Restate each entry exactly, without pictures.

--- DATASET RECORDS Enclosed Below ---

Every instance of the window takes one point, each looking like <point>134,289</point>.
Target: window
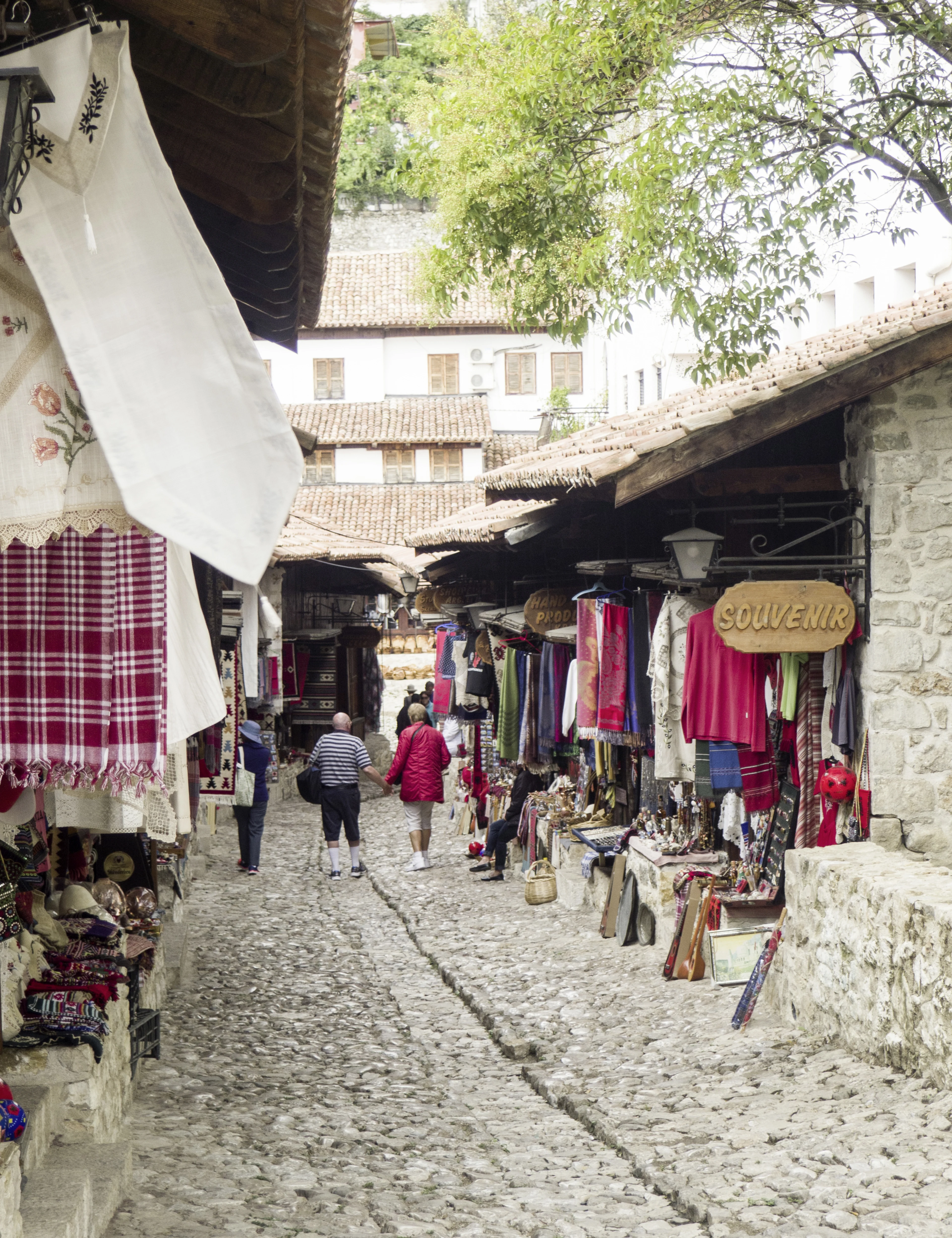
<point>399,467</point>
<point>320,468</point>
<point>446,465</point>
<point>444,373</point>
<point>328,378</point>
<point>567,372</point>
<point>520,373</point>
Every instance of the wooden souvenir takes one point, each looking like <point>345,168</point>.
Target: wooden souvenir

--- End of Enclosed DATASET RECORDS ---

## ANSWER TO THE EXERCISE
Every instance of the window takes one point, each looking like <point>134,289</point>.
Target: window
<point>399,467</point>
<point>320,468</point>
<point>446,465</point>
<point>444,373</point>
<point>328,378</point>
<point>567,372</point>
<point>520,373</point>
Every instance of the wooden souvenir takes one point, each looking like <point>345,168</point>.
Target: wooden souvenir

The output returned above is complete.